■ **INSTRUCTION 1**:
Answer these questions about the text on Zcash and Washington, DC:
(a) Whose presentation at Zcon4 does the writer encourage the reader to watch?
(b) Which organizations in DC are named as having been met with formally and informally?
(c) How long does the text say it takes to build the right relationships and trust in DC?
■ **INSTRUCTION 2**:
Reproduce word for word the rows starting with the line that contains "In this exercise you will indicate the linen" and continuing through the last of the rows.

■ **TEXT PROVIDED**:

»»

We have a lot of deep history and experience here, and have given it a lot of thought. As I’ve stated elsewhere, some of this I can discuss in detail, some I can’t. I encourage you to watch Paul Brigner’s presentation at Zcon4 and the panel he’ll moderate. If you are going to be there, engage with him and me while we are there.

To your question, perhaps the most significant demonstration is that there has not been an unwarranted or rash enforcement actions. Paul, myself and some others have met both formally and informally with members and orgs across DC including the SEC, OFAC, FinCEN, the DOJ and the White House. In spite of some key differences of opinion, we have built many strong relationships that have yielded important bi-directional information sharing. It’s important to understand how DC works, and that it takes years to build the right relationships and trust, so that when issues arise, there is a trusted relationship already established and able to speak truth. It’s not a light switch that is simply turned on. There is a reason that Zcash is not vilified, as others are, among the key voices in DC.

««

Location annotation dataset excerpts
»»

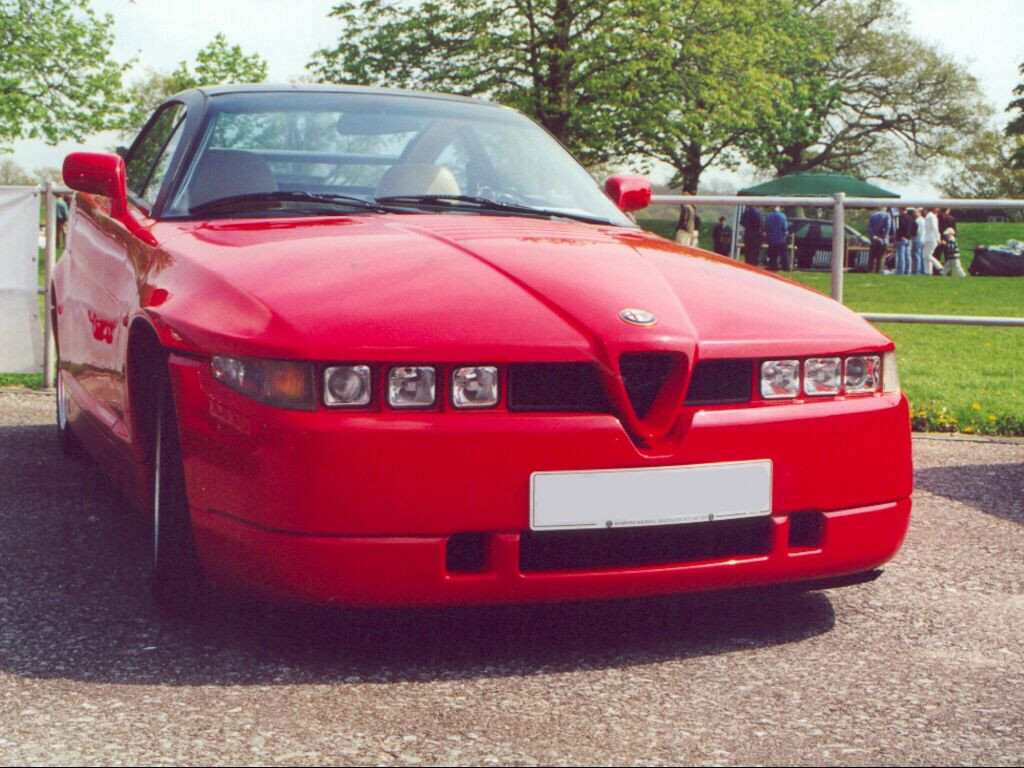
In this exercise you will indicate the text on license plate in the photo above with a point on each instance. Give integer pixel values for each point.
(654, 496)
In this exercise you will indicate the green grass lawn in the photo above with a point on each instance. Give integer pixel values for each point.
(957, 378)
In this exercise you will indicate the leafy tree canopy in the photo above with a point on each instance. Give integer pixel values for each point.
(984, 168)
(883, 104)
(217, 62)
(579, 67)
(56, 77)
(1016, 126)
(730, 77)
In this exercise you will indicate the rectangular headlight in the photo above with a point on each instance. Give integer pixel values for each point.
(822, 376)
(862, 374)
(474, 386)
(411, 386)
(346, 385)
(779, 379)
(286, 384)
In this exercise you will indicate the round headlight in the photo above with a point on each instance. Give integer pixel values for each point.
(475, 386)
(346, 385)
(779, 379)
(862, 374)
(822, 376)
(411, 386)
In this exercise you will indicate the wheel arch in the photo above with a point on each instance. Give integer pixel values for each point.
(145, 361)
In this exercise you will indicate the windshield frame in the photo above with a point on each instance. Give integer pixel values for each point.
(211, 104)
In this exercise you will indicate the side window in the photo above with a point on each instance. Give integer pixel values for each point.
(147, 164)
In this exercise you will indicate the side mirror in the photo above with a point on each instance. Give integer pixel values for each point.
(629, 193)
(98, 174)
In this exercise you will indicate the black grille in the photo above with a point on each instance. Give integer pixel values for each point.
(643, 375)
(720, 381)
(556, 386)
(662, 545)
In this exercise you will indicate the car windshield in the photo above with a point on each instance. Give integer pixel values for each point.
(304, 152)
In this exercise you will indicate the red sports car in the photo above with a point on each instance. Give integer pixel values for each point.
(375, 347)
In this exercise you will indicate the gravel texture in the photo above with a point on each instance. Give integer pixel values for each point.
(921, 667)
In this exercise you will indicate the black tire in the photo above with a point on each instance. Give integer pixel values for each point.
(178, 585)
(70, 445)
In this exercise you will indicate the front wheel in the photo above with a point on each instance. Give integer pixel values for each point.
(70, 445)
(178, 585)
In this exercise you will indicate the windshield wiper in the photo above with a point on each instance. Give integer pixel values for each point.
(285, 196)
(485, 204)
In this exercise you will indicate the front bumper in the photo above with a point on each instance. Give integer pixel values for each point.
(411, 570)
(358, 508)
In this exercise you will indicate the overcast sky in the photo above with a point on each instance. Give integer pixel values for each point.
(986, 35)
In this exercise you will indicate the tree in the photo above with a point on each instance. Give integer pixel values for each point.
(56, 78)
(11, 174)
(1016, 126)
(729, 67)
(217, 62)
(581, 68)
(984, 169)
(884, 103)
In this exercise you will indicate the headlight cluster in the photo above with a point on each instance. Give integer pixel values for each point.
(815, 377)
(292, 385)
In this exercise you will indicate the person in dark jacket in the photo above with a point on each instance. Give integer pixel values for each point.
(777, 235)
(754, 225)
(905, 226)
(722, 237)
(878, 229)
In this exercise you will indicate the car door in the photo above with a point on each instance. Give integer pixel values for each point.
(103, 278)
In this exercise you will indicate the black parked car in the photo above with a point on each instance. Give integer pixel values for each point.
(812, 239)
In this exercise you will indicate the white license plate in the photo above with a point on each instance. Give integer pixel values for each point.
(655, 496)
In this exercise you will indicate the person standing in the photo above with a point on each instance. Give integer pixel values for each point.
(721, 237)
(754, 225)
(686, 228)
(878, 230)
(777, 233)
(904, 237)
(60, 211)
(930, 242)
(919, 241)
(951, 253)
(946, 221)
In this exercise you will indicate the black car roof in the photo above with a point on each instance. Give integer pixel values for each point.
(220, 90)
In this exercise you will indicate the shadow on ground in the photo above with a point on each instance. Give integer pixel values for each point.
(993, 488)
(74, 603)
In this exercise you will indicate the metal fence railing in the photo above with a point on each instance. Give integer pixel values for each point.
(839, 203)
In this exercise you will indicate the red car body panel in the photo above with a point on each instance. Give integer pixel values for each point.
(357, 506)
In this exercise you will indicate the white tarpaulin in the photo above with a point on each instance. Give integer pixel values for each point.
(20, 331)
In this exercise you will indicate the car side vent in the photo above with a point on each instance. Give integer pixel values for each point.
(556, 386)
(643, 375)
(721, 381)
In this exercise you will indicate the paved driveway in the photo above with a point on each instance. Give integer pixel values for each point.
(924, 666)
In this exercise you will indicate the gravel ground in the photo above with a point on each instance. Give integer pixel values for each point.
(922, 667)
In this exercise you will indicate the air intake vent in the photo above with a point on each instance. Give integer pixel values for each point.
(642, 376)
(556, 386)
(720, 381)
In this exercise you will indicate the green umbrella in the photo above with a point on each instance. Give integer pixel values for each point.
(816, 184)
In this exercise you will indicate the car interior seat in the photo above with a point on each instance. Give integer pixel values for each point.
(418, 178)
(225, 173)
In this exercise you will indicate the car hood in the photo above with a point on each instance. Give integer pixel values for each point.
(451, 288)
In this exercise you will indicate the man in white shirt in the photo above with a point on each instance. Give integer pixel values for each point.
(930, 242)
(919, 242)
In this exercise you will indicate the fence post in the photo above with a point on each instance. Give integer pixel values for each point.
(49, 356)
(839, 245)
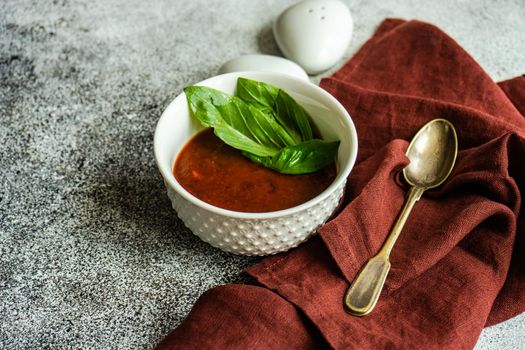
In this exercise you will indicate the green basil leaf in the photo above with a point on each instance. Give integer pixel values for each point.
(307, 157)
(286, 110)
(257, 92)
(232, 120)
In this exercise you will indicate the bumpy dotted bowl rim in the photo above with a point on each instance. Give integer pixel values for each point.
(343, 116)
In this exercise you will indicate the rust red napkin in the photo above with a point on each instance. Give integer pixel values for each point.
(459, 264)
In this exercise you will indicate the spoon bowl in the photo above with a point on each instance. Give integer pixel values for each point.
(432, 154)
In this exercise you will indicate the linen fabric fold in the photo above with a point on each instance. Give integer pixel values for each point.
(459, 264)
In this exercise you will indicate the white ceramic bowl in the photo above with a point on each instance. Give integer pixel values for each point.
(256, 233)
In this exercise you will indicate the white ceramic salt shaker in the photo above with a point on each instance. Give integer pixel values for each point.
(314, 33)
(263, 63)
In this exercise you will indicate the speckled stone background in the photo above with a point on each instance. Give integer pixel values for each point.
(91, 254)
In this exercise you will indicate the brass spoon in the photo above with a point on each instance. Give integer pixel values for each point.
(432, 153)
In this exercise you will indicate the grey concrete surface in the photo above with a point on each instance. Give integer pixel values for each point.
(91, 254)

««

■ **FINAL ANSWER 1**:
(a) Paul Brigner's.
(b) The SEC, OFAC, FinCEN, the DOJ and the White House.
(c) Years.

■ **FINAL ANSWER 2**:
In this exercise you will indicate the linen fabric fold in the photo above with a point on each instance. Give integer pixel values for each point.
(459, 264)
In this exercise you will indicate the white ceramic bowl in the photo above with a point on each instance. Give integer pixel values for each point.
(256, 233)
In this exercise you will indicate the white ceramic salt shaker in the photo above with a point on each instance. Give integer pixel values for each point.
(314, 33)
(263, 63)
In this exercise you will indicate the speckled stone background in the photo above with a point on each instance. Give integer pixel values for each point.
(91, 254)
In this exercise you will indicate the brass spoon in the photo above with a point on each instance. Give integer pixel values for each point.
(432, 153)
In this exercise you will indicate the grey concrete surface in the photo above with a point on each instance. Give integer pixel values for each point.
(91, 254)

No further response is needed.